→ **Excerpted text**
Tuesday, February 11, 2020

Ode to my Father...The Goldsmith.

Thaipusam has just came and went two days ago, I did not make it this year so have no idea what went. Some say a record attendance and grand celebration for the Hindus as they came all over the northern part of the Peninsular of the country. What is Thaipusam? I have tried many times in the past posting this subject, google it. What comes to my mind every time I think of Thaipusam, I think of my father perhaps because he once told me he created the one foot tall solid gold figurine of the Deity, Murugaya that is being charrioted from its home temple to the temple in the foot hills of the Penang Hill, about seven or eight miles away. This Deity is the one in whose name the act of carrying the Kavadi is performed.

Often times I feel I am doing just that my entire life, carrying a load on my back with barbs piercing the skin of my back and with lemons hanging hooked to my chest, I am walking this journey for the past seventy years. This is an act of self mortification as a show of gratitude towards the one who has fulfilled your request and your prayers- the Deity. It has become a religious question  such an in my mind as to the right and wrongs of my father to have created such an image that is worshiped by  thousands who came annually to commemorate this event. I have tried all kinds of justification to persuade myself that even if my father was converted to Islam, perhaps he created this sculpture in solid gold before he was married and
converted to Islam. However  the fact remains and I am the one bearing this cross on my back, my mind has had me by the baLLS FOR A VERY LONG TIME! It is no more. I choose to move on and accept what lies ahead. I am proud to know this fact in my life that my father perhaps shared only with me not to others of my siblings. It is an honor my awareness of the matter added more fuel towards my journey in looking for answers for myself.

→ **Direction**
Swap "Deity" for "god" and write out the part of the ode about the writer's father that begins at the words "Tuesday, February 11, 2020" and stops after "Kavadi is performed.".

→ **Data**
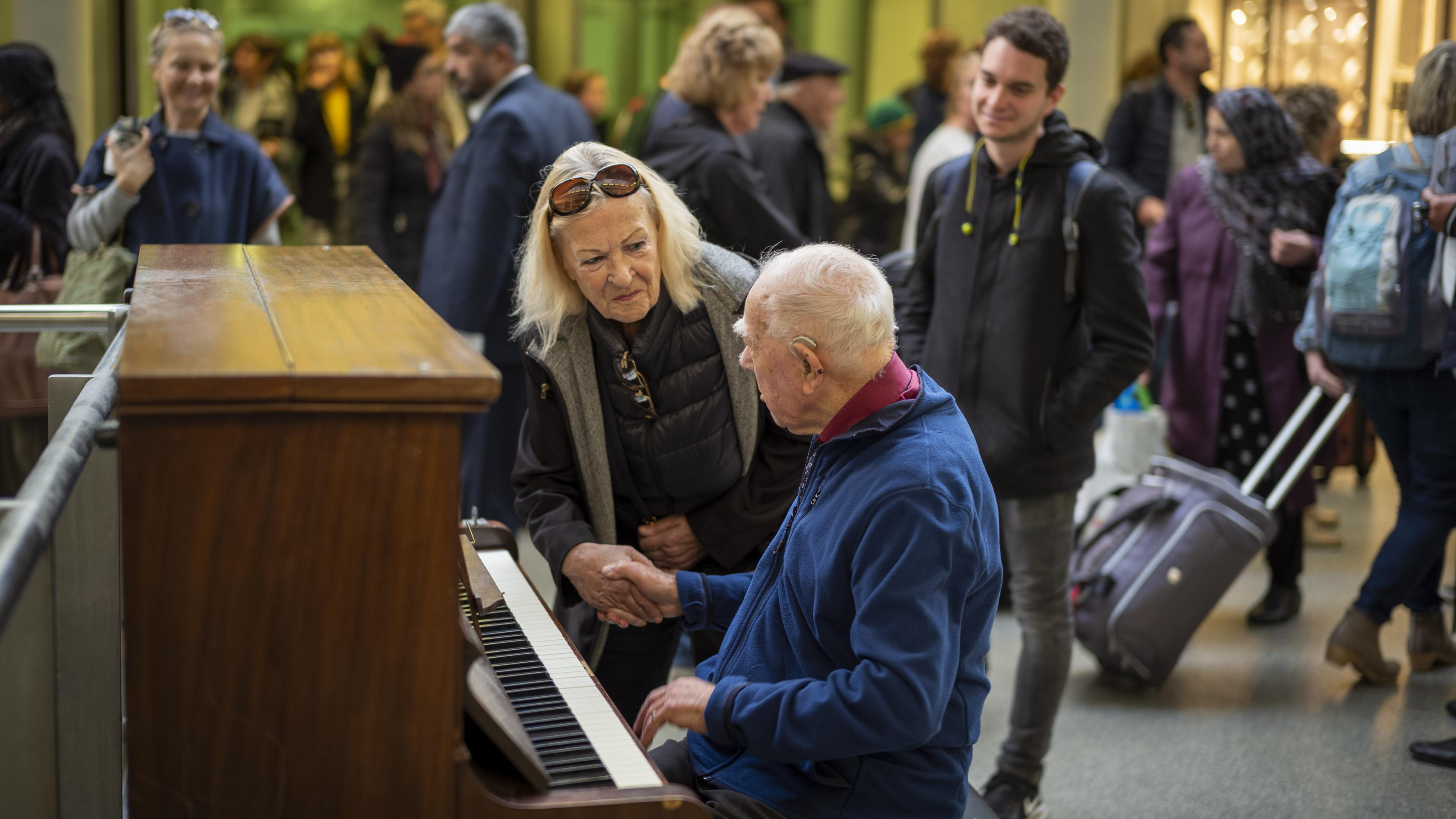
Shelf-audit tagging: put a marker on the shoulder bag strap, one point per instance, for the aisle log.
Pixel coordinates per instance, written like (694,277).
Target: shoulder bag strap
(36,273)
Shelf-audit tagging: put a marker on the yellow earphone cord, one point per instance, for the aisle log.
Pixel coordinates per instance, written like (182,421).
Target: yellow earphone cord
(970,196)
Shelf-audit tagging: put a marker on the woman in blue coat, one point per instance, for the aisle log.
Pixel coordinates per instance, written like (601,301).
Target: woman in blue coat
(190,180)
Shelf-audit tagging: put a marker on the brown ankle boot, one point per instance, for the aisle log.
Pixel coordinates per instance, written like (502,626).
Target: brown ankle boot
(1430,645)
(1356,642)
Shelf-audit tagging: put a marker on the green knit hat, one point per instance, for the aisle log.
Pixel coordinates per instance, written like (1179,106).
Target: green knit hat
(887,113)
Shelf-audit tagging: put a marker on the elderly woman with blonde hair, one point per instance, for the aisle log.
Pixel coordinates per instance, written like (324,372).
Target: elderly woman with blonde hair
(644,439)
(723,72)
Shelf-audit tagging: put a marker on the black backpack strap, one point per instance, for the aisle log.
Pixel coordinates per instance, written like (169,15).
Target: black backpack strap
(1079,177)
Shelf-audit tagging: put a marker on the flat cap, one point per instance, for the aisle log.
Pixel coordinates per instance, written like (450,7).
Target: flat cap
(800,65)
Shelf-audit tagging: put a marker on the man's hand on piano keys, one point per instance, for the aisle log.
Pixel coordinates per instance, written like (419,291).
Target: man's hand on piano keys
(682,703)
(670,544)
(653,584)
(583,568)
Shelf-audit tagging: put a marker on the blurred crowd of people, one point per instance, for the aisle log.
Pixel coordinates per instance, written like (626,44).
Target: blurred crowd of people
(431,148)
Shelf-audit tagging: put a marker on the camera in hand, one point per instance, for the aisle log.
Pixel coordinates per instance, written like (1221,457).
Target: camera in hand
(126,133)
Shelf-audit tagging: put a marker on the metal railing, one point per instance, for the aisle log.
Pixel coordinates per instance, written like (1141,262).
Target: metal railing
(60,594)
(30,521)
(41,318)
(25,531)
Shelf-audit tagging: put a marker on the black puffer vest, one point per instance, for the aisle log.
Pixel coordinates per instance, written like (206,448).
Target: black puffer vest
(689,454)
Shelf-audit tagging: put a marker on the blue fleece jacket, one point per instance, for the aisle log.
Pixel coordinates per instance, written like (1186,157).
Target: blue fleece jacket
(854,671)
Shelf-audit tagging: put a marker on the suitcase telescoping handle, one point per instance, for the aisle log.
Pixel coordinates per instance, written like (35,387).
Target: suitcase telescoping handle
(1305,455)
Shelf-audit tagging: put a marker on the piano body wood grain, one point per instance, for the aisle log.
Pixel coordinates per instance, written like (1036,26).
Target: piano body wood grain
(289,454)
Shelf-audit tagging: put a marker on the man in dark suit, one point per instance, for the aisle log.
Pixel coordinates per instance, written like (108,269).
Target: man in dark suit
(785,145)
(468,271)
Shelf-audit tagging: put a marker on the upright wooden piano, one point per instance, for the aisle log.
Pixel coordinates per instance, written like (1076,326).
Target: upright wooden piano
(306,632)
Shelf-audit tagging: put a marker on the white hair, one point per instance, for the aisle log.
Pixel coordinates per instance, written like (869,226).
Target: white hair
(835,297)
(490,25)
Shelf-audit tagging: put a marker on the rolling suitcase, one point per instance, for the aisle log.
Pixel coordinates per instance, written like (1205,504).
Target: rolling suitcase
(1174,544)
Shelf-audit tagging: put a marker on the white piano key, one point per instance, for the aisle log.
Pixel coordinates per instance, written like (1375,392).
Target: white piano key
(613,744)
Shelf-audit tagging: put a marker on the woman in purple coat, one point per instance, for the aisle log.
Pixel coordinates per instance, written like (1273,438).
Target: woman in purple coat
(1237,250)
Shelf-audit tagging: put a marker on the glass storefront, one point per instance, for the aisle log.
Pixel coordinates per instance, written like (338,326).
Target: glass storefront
(1366,50)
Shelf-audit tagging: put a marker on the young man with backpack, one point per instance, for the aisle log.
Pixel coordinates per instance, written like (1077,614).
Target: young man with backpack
(1374,317)
(1027,304)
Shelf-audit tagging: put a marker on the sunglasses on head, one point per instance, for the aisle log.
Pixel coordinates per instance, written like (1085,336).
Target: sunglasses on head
(617,181)
(191,15)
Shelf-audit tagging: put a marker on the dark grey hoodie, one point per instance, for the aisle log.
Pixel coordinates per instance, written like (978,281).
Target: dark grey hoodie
(991,323)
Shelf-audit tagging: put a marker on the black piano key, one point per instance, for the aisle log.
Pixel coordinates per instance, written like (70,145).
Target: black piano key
(583,780)
(544,710)
(568,755)
(545,723)
(561,772)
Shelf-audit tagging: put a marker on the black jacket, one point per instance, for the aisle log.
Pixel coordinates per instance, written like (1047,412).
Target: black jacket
(787,151)
(875,209)
(1139,138)
(720,184)
(36,188)
(989,321)
(392,197)
(697,439)
(311,132)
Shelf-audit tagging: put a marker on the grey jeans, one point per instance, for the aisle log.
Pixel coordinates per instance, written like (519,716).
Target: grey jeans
(678,767)
(1037,534)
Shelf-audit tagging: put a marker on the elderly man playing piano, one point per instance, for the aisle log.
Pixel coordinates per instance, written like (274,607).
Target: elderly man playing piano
(852,677)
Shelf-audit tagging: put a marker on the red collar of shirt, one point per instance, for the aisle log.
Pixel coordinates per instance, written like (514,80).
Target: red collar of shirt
(899,382)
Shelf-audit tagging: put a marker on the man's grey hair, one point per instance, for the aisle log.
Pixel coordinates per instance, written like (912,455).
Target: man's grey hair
(832,295)
(490,25)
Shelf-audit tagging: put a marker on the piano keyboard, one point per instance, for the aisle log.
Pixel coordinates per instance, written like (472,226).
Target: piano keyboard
(576,731)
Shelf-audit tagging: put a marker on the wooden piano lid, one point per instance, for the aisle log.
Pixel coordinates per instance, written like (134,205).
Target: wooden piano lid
(309,328)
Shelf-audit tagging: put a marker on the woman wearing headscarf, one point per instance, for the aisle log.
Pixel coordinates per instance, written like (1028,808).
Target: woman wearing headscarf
(37,168)
(331,121)
(1237,251)
(644,439)
(723,74)
(402,161)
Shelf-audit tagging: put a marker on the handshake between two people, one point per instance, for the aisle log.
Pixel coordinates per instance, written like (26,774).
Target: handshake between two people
(627,586)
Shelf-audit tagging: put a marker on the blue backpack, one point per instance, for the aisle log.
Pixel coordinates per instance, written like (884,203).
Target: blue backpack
(1079,174)
(1372,289)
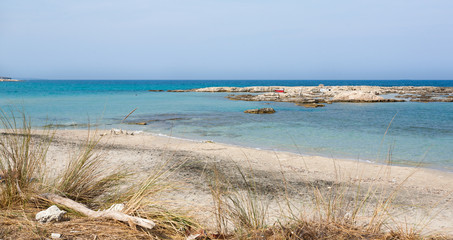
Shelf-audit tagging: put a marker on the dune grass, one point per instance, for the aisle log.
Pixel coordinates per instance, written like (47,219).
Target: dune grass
(348,209)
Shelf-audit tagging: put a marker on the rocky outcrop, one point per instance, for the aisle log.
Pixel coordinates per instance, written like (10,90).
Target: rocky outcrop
(260,111)
(307,96)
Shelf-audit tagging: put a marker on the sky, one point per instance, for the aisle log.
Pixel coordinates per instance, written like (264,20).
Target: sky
(226,39)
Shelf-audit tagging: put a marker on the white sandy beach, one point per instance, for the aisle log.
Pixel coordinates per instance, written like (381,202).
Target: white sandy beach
(425,196)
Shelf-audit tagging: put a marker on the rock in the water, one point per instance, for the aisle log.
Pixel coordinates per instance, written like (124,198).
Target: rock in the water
(55,235)
(311,105)
(53,213)
(260,111)
(140,123)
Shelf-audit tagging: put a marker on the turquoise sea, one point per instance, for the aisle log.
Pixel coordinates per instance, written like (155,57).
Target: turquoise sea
(420,132)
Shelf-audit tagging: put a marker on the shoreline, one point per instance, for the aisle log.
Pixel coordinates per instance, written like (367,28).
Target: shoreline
(141,153)
(419,165)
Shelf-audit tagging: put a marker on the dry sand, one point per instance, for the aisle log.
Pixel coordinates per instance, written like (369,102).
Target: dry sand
(425,196)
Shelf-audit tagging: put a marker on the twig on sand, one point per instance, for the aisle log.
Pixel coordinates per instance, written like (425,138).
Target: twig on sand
(115,215)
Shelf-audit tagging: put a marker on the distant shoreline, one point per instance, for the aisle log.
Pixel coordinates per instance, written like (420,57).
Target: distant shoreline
(10,80)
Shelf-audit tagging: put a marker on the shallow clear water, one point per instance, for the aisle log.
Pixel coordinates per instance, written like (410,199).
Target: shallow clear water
(419,131)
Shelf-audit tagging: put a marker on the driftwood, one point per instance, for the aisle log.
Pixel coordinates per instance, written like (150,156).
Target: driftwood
(131,220)
(128,115)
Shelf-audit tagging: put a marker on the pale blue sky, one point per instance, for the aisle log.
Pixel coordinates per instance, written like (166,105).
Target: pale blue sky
(226,39)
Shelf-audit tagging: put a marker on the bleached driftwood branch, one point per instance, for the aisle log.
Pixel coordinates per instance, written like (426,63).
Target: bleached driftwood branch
(131,220)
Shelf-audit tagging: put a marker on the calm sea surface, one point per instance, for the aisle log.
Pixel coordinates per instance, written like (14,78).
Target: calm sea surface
(420,132)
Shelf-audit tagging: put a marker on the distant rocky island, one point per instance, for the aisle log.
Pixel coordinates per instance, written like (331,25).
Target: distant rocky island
(318,95)
(8,79)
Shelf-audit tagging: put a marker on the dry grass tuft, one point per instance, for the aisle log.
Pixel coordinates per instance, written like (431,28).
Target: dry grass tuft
(84,178)
(21,159)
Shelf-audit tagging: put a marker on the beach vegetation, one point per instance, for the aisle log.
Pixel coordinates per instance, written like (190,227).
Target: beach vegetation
(347,208)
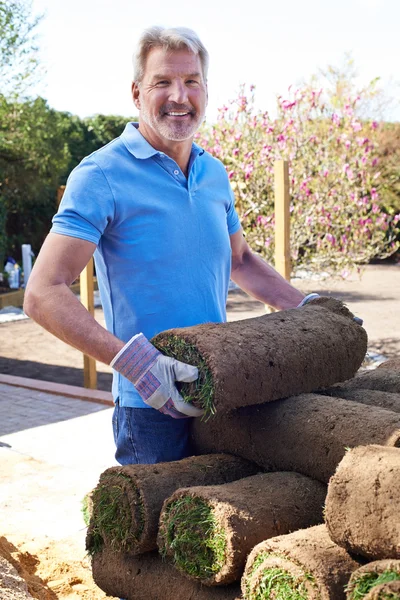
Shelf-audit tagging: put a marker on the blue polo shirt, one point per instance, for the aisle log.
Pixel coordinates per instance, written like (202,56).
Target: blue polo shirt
(163,256)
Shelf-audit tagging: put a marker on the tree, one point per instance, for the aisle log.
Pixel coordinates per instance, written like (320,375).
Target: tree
(337,219)
(19,59)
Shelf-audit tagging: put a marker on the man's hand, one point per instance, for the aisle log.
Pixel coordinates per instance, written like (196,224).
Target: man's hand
(154,376)
(313,296)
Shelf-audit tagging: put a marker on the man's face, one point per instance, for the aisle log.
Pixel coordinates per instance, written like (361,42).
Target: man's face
(172,95)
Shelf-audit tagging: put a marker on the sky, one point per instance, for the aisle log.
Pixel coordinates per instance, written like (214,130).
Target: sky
(87,46)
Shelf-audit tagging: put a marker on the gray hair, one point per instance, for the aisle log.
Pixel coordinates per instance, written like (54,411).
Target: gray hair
(176,38)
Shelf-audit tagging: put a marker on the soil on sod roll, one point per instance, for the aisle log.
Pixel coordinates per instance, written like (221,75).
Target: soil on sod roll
(208,532)
(385,380)
(391,363)
(304,565)
(269,357)
(385,591)
(307,433)
(388,400)
(148,577)
(372,575)
(362,509)
(127,500)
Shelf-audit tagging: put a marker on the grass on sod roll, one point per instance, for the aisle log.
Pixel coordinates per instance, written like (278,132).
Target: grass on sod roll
(112,518)
(85,508)
(194,537)
(368,581)
(201,391)
(283,584)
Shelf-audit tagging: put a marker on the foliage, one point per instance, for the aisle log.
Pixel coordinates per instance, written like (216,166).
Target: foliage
(32,156)
(389,164)
(19,63)
(84,136)
(336,216)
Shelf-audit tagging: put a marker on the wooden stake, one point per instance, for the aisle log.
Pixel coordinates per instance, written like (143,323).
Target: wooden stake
(282,219)
(87,299)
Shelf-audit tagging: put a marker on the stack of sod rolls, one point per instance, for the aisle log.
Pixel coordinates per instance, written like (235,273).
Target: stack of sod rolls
(304,565)
(379,580)
(127,501)
(262,359)
(383,380)
(363,503)
(207,532)
(308,433)
(148,577)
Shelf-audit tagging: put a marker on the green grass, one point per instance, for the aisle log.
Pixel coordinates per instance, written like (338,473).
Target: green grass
(193,536)
(367,581)
(86,509)
(112,517)
(201,391)
(277,583)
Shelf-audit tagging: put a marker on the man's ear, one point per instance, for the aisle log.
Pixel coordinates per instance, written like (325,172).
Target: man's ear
(136,94)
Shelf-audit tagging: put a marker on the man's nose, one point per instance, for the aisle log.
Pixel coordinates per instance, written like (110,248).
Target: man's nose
(178,92)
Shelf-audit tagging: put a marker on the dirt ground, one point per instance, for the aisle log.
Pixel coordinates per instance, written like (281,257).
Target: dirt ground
(51,565)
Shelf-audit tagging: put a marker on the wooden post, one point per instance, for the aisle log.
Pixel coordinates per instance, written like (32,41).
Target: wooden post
(87,299)
(282,219)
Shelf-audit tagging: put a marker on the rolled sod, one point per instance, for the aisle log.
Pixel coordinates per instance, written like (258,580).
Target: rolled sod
(385,380)
(385,591)
(371,576)
(148,577)
(207,532)
(392,364)
(387,400)
(362,509)
(127,500)
(269,357)
(307,433)
(304,565)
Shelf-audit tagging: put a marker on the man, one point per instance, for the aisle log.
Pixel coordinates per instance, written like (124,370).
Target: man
(158,213)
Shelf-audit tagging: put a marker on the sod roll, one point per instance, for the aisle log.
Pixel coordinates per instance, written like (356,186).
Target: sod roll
(304,565)
(363,503)
(385,380)
(307,433)
(387,400)
(127,500)
(269,357)
(148,577)
(392,364)
(385,591)
(207,532)
(371,576)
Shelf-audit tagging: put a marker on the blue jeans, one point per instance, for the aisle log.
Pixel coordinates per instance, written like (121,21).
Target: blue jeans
(146,436)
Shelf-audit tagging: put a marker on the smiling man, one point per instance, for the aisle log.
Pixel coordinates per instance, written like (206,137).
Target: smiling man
(158,214)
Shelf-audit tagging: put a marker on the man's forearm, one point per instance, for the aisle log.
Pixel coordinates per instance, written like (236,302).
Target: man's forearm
(60,312)
(262,282)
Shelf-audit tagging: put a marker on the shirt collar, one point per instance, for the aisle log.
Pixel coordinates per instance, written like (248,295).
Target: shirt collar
(140,147)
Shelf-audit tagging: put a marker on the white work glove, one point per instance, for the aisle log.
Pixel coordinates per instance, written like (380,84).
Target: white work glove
(154,376)
(313,296)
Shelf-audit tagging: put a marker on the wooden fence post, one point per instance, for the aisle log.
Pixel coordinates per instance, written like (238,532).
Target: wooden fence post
(87,299)
(282,219)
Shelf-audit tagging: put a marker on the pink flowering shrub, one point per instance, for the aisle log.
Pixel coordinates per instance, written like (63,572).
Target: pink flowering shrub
(336,216)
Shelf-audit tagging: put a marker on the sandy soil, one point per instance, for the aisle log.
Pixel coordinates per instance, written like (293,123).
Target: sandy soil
(52,566)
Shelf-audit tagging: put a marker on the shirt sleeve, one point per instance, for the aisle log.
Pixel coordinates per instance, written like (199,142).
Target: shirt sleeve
(231,214)
(87,207)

→ **Task answer**
Tuesday, February 11, 2020

Ode to my Father...The Goldsmith.

Thaipusam has just came and went two days ago, I did not make it this year so have no idea what went. Some say a record attendance and grand celebration for the Hindus as they came all over the northern part of the Peninsular of the country. What is Thaipusam? I have tried many times in the past posting this subject, google it. What comes to my mind every time I think of Thaipusam, I think of my father perhaps because he once told me he created the one foot tall solid gold figurine of the god, Murugaya that is being charrioted from its home temple to the temple in the foot hills of the Penang Hill, about seven or eight miles away. This god is the one in whose name the act of carrying the Kavadi is performed.